(Saved data entries)
────

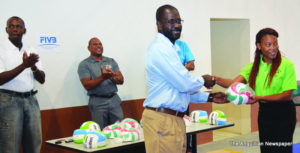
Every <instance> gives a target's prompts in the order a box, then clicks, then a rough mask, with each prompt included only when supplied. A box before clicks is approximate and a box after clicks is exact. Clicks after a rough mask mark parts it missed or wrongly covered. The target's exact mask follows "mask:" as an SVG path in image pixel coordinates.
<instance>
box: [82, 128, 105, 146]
mask: <svg viewBox="0 0 300 153" xmlns="http://www.w3.org/2000/svg"><path fill="white" fill-rule="evenodd" d="M106 144H107V139H106V136H105V135H104V134H103V133H102V132H100V131H91V132H87V134H86V136H85V138H84V141H83V146H84V147H85V148H101V147H104V146H106Z"/></svg>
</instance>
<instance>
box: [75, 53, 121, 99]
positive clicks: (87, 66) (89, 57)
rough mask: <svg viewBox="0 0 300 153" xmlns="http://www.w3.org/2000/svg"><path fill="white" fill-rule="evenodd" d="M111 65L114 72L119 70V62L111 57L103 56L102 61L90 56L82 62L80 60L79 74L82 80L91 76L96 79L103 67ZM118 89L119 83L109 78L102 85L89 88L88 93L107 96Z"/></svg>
mask: <svg viewBox="0 0 300 153" xmlns="http://www.w3.org/2000/svg"><path fill="white" fill-rule="evenodd" d="M107 66H108V67H109V68H110V69H111V70H112V71H113V72H119V71H120V70H119V66H118V64H117V62H116V61H115V60H114V59H112V58H109V57H105V56H102V60H101V62H99V61H97V60H95V59H94V58H93V57H92V56H89V57H88V58H86V59H85V60H83V61H82V62H80V64H79V66H78V71H77V72H78V75H79V78H80V80H82V79H84V78H89V77H90V78H91V79H92V80H93V79H96V78H97V77H99V76H101V74H102V73H101V67H103V68H104V70H105V69H106V67H107ZM117 91H118V88H117V85H116V84H115V83H114V82H112V81H111V80H109V79H107V80H104V81H103V82H102V83H101V84H100V85H98V86H97V87H95V88H93V89H90V90H88V95H98V96H105V95H109V94H112V93H115V92H117Z"/></svg>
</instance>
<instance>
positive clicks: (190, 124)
mask: <svg viewBox="0 0 300 153" xmlns="http://www.w3.org/2000/svg"><path fill="white" fill-rule="evenodd" d="M183 121H184V123H185V125H186V126H190V125H191V120H190V117H189V116H187V115H184V116H183Z"/></svg>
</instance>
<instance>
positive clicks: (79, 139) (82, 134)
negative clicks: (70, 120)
mask: <svg viewBox="0 0 300 153" xmlns="http://www.w3.org/2000/svg"><path fill="white" fill-rule="evenodd" d="M86 133H87V131H86V130H83V129H76V130H74V132H73V141H74V142H75V143H82V142H83V139H84V136H85V135H86Z"/></svg>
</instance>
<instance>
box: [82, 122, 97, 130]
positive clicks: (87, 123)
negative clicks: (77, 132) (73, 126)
mask: <svg viewBox="0 0 300 153" xmlns="http://www.w3.org/2000/svg"><path fill="white" fill-rule="evenodd" d="M80 129H83V130H87V129H91V130H93V131H97V130H101V129H100V126H99V124H98V123H96V122H94V121H86V122H84V123H82V124H81V126H80Z"/></svg>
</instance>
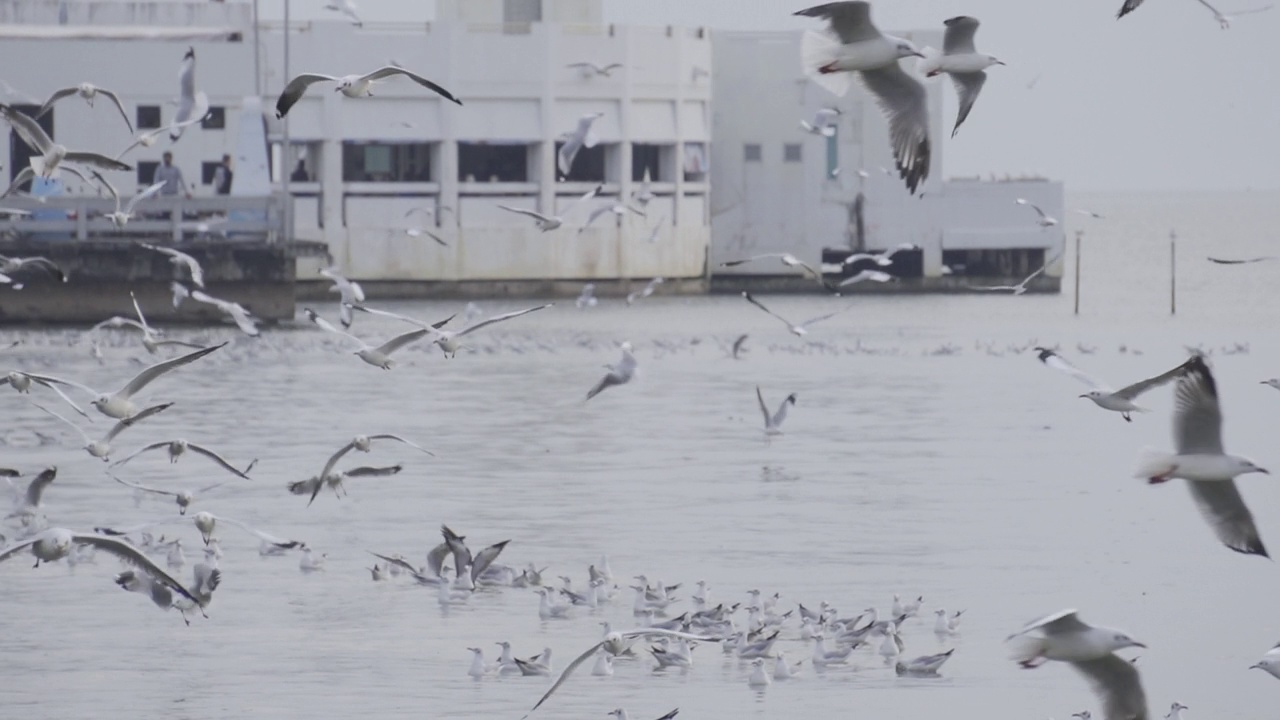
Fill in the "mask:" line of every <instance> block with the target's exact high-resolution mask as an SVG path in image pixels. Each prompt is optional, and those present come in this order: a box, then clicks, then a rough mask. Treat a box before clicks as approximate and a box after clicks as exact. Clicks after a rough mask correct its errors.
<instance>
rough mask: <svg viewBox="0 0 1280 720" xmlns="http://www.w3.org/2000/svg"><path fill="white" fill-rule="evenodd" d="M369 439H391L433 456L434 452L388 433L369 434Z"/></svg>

────

▶ _Assignment_
Whenever a line of the data includes "image", copy that line.

▶ _Task response_
Every <instance> gives a target's prompts in the order a box, then clicks, then a rough mask, with each prompt included only when supplied. A box before clicks is approximate and a box after clicks is exact. Clicks after a rough mask mark parts it missed or wrongly covered. The target's exact mask follows "mask:" as an SVG path in image pixel coordinates.
Fill in the "mask:" line of every <instance> block with the target's exact high-resolution mask as an SVG path in image pixels. Each prompt is optional, and those present come in this order: a box, then clicks, then a rough mask. Treat a box before clicks as approximate and a box after clicks as exact. Clicks after a rough mask correct its errors.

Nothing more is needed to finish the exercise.